TASK TO COMPLETE: Please reproduce the records below exactly, omitting any pictures they contain.

DATA FOR THE TASK section start

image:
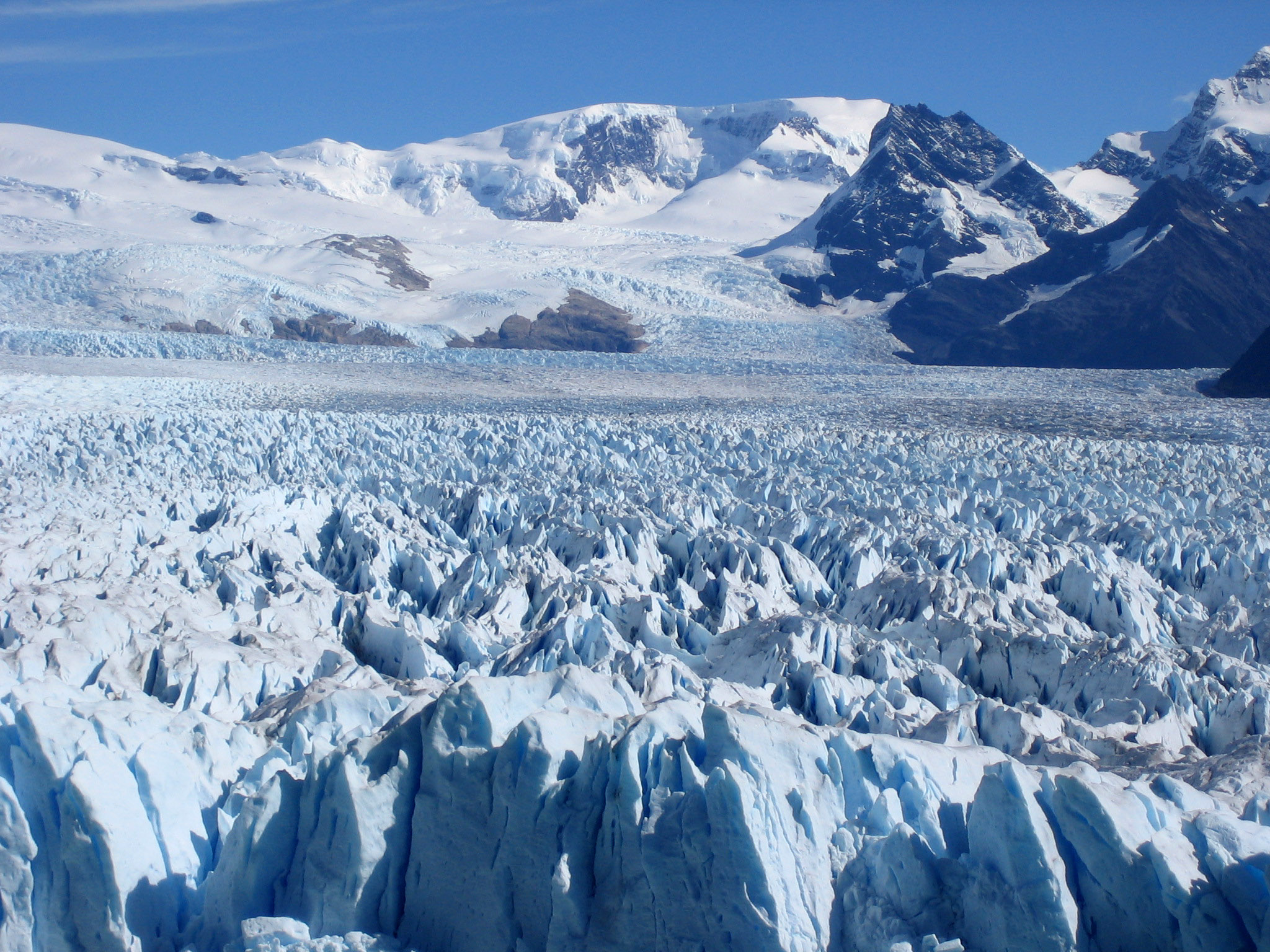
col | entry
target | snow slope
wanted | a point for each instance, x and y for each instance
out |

DATA FOR THE TASK section end

ANSWER SPACE:
image:
col | entry
target | snow slope
wanted | a point for each instance, x and y for each instance
out |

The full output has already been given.